[Instruction]
Count the lines in the records below that contain the string "hair" and reply with only that number.
▼▼▼
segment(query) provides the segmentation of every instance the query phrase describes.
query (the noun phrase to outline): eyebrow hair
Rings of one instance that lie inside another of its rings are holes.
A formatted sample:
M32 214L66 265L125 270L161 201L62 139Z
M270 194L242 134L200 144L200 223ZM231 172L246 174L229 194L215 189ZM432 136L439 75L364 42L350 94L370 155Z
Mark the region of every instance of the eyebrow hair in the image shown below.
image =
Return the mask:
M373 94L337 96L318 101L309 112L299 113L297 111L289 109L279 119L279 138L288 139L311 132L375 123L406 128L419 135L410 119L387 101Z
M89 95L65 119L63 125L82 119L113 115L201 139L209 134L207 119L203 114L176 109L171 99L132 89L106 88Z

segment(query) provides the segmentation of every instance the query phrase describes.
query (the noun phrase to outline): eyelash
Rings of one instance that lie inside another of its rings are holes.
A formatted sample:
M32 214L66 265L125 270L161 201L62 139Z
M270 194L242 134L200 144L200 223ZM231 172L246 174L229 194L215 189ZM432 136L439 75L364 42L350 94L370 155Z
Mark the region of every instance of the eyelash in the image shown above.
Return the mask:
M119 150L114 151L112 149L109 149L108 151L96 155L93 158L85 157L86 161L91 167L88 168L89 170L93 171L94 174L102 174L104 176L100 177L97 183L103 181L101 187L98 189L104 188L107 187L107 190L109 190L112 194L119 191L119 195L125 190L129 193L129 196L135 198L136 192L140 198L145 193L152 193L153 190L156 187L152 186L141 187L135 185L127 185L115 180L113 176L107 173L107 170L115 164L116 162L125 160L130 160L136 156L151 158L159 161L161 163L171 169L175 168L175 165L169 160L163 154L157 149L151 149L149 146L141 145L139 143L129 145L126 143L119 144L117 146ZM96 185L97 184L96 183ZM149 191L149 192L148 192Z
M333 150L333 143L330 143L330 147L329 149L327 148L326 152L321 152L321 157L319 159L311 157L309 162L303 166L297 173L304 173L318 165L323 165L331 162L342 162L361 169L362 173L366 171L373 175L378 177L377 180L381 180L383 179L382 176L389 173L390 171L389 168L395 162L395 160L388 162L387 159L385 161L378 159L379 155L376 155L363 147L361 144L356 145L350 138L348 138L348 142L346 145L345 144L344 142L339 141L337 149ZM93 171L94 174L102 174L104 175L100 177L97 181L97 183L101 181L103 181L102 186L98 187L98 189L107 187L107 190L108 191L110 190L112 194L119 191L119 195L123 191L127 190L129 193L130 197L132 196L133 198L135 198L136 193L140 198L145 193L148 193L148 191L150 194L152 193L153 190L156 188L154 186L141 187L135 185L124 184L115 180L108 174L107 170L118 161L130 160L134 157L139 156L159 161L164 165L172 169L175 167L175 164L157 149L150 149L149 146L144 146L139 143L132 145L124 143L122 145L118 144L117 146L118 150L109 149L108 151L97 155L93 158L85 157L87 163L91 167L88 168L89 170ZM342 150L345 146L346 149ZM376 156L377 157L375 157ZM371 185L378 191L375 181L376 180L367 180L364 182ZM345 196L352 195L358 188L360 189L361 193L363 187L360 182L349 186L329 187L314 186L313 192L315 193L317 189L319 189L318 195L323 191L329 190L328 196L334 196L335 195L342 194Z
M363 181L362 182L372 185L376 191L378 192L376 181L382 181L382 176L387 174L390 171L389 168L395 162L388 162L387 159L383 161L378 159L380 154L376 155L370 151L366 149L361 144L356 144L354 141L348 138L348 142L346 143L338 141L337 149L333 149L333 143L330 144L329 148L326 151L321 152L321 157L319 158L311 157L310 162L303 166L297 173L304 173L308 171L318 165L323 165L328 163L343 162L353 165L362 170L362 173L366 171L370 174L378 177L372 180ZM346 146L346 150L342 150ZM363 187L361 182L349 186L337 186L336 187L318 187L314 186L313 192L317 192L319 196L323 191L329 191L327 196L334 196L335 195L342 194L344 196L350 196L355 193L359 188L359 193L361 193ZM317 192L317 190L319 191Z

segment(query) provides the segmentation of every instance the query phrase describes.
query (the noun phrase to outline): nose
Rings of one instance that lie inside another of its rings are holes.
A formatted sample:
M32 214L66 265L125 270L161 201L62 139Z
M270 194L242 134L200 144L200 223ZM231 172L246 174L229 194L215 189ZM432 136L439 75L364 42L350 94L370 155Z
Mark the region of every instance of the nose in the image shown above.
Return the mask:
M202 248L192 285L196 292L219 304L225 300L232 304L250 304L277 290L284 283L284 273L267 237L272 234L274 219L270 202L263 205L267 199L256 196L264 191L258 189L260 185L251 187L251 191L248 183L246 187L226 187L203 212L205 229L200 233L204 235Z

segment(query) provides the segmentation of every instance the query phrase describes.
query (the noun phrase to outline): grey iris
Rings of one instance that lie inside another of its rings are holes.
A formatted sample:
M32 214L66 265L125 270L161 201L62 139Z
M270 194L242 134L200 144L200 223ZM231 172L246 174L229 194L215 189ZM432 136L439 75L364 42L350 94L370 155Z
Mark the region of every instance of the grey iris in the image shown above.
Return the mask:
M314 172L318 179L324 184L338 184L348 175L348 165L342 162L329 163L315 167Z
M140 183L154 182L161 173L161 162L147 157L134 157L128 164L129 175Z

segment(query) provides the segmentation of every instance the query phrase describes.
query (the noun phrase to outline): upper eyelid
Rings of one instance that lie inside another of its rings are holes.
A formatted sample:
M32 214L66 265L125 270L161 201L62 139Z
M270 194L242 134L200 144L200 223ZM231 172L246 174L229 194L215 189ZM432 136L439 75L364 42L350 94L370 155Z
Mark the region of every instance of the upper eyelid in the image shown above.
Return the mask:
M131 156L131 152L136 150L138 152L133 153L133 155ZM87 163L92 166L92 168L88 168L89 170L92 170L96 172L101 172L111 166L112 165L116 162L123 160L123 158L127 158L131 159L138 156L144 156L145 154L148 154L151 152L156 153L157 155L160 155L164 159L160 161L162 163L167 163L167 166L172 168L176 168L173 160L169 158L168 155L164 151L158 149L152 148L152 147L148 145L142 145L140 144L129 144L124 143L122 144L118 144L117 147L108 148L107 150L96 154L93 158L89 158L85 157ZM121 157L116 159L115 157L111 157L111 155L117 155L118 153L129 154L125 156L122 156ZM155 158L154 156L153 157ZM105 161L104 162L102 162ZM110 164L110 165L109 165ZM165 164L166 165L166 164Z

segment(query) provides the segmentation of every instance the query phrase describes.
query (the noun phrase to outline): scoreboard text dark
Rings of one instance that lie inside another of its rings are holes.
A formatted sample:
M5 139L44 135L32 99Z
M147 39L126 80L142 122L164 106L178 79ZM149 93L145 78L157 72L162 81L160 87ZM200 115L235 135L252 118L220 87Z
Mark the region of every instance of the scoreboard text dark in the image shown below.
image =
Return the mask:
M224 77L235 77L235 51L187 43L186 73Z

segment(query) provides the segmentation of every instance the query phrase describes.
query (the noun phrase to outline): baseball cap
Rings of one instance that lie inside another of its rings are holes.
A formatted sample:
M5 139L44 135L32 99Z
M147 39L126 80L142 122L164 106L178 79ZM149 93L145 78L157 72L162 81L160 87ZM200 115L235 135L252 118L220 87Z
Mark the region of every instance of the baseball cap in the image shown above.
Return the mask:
▲▲▲
▼▼▼
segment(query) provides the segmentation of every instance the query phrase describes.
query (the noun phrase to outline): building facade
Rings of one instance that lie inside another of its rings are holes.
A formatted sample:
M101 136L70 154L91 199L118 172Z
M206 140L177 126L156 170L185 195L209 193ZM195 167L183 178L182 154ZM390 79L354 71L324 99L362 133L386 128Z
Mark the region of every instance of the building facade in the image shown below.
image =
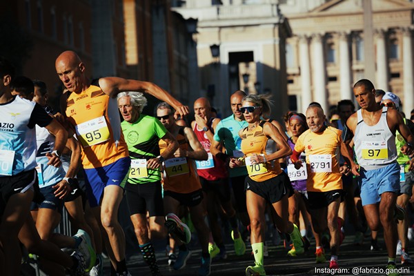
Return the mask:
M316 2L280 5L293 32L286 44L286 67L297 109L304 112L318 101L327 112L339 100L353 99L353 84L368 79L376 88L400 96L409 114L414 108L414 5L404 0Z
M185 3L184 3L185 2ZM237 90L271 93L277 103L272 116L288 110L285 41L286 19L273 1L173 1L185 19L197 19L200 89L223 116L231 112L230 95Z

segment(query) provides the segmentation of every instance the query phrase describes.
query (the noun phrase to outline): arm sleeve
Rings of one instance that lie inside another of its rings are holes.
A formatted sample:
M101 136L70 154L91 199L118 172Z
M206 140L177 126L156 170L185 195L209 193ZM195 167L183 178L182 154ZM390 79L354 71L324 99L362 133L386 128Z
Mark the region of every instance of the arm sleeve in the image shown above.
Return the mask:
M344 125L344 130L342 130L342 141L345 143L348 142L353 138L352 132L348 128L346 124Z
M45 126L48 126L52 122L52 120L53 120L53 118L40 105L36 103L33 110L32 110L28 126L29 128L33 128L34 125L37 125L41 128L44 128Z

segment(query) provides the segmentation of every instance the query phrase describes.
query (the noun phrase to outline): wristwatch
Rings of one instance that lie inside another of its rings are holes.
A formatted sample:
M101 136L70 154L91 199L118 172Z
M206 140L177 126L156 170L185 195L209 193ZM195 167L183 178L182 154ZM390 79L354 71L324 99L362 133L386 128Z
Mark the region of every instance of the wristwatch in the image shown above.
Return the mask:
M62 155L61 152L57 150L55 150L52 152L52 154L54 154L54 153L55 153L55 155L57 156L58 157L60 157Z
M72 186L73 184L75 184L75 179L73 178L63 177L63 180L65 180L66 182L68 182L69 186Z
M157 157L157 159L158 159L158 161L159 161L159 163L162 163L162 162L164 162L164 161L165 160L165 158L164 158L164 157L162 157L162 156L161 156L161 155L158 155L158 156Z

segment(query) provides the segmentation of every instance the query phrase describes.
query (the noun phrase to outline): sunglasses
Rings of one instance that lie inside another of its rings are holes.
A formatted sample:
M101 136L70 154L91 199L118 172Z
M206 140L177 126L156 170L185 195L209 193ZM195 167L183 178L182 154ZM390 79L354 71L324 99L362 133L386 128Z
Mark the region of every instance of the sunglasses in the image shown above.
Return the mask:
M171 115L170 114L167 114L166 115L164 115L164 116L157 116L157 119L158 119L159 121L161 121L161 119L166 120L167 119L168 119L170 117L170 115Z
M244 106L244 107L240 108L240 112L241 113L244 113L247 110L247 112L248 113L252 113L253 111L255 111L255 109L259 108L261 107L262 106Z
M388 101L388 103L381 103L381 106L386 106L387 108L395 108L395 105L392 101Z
▲▲▲
▼▼▼
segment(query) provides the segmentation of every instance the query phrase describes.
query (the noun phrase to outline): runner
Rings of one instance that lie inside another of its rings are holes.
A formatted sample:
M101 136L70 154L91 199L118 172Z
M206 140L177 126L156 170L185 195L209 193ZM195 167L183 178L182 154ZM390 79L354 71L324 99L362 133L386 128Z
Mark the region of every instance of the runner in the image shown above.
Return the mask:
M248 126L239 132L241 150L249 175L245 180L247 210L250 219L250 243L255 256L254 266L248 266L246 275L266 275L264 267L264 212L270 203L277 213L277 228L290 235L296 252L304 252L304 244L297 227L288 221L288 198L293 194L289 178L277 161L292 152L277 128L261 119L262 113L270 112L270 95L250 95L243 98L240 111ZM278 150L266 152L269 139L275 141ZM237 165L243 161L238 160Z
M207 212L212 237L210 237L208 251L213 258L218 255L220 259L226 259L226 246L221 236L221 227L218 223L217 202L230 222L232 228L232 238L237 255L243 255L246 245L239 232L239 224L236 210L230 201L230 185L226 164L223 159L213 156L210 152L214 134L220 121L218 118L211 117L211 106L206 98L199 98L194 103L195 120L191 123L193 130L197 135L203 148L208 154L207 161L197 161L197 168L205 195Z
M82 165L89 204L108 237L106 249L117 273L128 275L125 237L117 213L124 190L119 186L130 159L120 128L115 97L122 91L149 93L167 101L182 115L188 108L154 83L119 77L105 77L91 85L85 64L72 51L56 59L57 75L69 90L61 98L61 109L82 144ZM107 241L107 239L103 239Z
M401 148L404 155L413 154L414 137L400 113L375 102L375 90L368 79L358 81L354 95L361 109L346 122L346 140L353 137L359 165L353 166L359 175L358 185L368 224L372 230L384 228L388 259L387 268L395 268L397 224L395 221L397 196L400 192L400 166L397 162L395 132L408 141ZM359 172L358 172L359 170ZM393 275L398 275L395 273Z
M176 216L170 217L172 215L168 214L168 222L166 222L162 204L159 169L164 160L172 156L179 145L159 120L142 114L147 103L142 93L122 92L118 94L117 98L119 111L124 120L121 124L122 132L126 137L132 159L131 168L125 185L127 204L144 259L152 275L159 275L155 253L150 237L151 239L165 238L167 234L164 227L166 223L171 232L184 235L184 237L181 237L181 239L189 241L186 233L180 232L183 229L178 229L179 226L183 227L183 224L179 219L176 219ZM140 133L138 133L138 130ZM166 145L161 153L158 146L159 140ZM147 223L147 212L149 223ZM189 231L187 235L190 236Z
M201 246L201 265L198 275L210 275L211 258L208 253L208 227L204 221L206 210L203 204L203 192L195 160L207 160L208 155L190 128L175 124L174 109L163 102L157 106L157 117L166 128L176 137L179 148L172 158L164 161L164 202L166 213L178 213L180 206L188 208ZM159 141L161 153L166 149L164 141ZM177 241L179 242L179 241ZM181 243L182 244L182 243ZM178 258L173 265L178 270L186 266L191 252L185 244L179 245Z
▲▲▲
[Result of the exercise]
2